→ **Angezeigter Text**:
◆ ◆ ◆ ◆

(ots) - Gibt es gute und schlechte Gründe für eine
Autonomieforderung? Vielleicht. Doch nach dem Referendum in
Katalonien ist die Zeit, sich darüber Gedanken zu machen, erst einmal
verstrichen. Primäre Aufgabe ist es nun, zu verhindern, dass der
Streit weiter eskaliert. Danach kann daran gegangen werden, die
Scherben aufzusammeln. Erst dann haben Gespräche, die auf Vernunft
und eine einvernehmliche Lösung zielen, Aussicht auf Erfolg.
Aber wie lässt sich verhindern, dass sich der Kampf zwischen
Madrid und Barcelona noch zuspitzt? Auf die Regierungschefs Mariano
Rajoy und Carles Puigdemont zu setzen, scheint wenig Sinn zu machen,
so lange beide sich von einer Fortdauer des Streits Vorteile
versprechen. Doch eine Lösung ohne sie ist nicht möglich. Also muss
den beiden Politikern deutlich gemacht werden, wie viel sie bei einer
weiteren Eskalation verlieren: Madrid ist eine wirtschaftsstarke
Region und die für das verschuldete Spanien wichtige Unterstützung
aus Brüssel, Barcelona den Euro und die nicht nur für den eigenen
Export existenziell wichtige Einbindung in die EU.

◆ ◆ ◆ ◆

→ **Vorliegendes Material**:
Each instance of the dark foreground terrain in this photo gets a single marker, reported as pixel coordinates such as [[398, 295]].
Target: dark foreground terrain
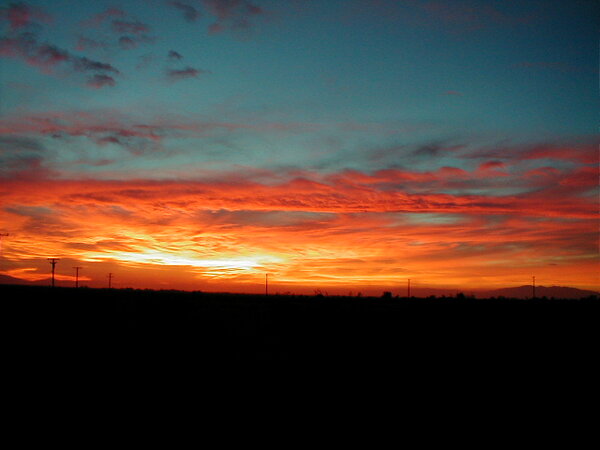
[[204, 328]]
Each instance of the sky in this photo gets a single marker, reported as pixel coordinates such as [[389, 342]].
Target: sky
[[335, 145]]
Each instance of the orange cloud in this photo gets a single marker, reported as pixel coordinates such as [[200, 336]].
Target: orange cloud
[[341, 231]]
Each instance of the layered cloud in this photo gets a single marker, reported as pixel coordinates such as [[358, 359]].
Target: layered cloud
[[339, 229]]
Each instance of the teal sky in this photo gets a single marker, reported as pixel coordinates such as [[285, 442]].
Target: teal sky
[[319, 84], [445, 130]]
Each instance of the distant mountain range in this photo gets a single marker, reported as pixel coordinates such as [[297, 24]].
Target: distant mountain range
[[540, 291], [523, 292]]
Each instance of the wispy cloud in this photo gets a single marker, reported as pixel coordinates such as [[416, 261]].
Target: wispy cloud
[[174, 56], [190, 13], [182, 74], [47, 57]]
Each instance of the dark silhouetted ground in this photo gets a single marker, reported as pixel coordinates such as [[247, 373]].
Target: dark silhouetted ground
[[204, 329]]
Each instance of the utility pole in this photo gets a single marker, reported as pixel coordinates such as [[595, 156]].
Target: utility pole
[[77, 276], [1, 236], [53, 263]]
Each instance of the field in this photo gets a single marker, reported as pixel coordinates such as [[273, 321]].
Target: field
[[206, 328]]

◆ ◆ ◆ ◆

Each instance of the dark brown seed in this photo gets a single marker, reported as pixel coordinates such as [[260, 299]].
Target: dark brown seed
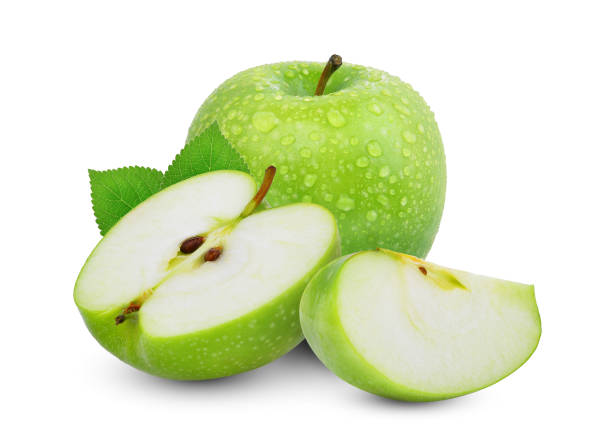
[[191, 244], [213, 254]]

◆ ◆ ◆ ◆

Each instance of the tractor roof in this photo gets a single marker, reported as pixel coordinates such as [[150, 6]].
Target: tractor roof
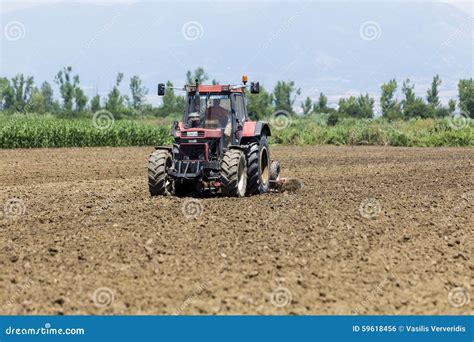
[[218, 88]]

◆ ◆ ◆ ◆

→ **Die Aufgabe**:
Schreibe aus dem Text den Abschnitt wörtlich heraus, der mit den Worten „Aber wie lässt“ beginnt und mit „Einbindung in die EU.“ endet. Für die Bearbeitung zählt allein der Text, nicht die Zeilen.

→ **Ergebnis**:
Aber wie lässt sich verhindern, dass sich der Kampf zwischen
Madrid und Barcelona noch zuspitzt? Auf die Regierungschefs Mariano
Rajoy und Carles Puigdemont zu setzen, scheint wenig Sinn zu machen,
so lange beide sich von einer Fortdauer des Streits Vorteile
versprechen. Doch eine Lösung ohne sie ist nicht möglich. Also muss
den beiden Politikern deutlich gemacht werden, wie viel sie bei einer
weiteren Eskalation verlieren: Madrid ist eine wirtschaftsstarke
Region und die für das verschuldete Spanien wichtige Unterstützung
aus Brüssel, Barcelona den Euro und die nicht nur für den eigenen
Export existenziell wichtige Einbindung in die EU.